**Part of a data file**
▬▬▬
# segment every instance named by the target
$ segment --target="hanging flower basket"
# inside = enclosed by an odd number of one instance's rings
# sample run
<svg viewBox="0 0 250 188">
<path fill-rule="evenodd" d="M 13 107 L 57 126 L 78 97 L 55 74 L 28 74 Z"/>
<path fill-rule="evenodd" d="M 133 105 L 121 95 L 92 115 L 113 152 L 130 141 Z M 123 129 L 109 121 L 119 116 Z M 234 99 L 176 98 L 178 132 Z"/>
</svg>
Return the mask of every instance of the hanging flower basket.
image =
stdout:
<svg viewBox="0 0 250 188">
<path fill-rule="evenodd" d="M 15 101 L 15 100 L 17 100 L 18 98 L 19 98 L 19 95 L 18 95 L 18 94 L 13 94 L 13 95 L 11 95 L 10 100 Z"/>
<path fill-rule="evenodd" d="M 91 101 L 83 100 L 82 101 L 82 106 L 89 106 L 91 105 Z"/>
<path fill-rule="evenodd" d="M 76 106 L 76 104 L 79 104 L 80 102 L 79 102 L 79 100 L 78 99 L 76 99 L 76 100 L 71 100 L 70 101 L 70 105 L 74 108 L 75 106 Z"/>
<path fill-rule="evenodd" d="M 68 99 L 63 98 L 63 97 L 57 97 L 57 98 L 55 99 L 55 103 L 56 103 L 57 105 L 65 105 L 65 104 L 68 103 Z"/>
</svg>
▬▬▬
Rename "hanging flower basket" to "potted plant" in the lines from the first one through the line with "15 101 L 15", and give those lines back with nothing else changed.

# segment every instance named by the target
$ segment --target="potted plant"
# inside = enclosed by an odd number of one instance's rings
# sample run
<svg viewBox="0 0 250 188">
<path fill-rule="evenodd" d="M 13 107 L 57 126 L 78 97 L 55 74 L 28 74 Z"/>
<path fill-rule="evenodd" d="M 133 105 L 121 95 L 92 115 L 113 152 L 130 141 Z M 123 129 L 109 121 L 119 116 Z M 234 99 L 176 98 L 178 132 Z"/>
</svg>
Return the mask of every instance of the potted plant.
image =
stdout:
<svg viewBox="0 0 250 188">
<path fill-rule="evenodd" d="M 15 101 L 15 100 L 17 100 L 18 98 L 19 98 L 19 95 L 18 95 L 18 94 L 13 94 L 13 95 L 11 95 L 10 100 Z"/>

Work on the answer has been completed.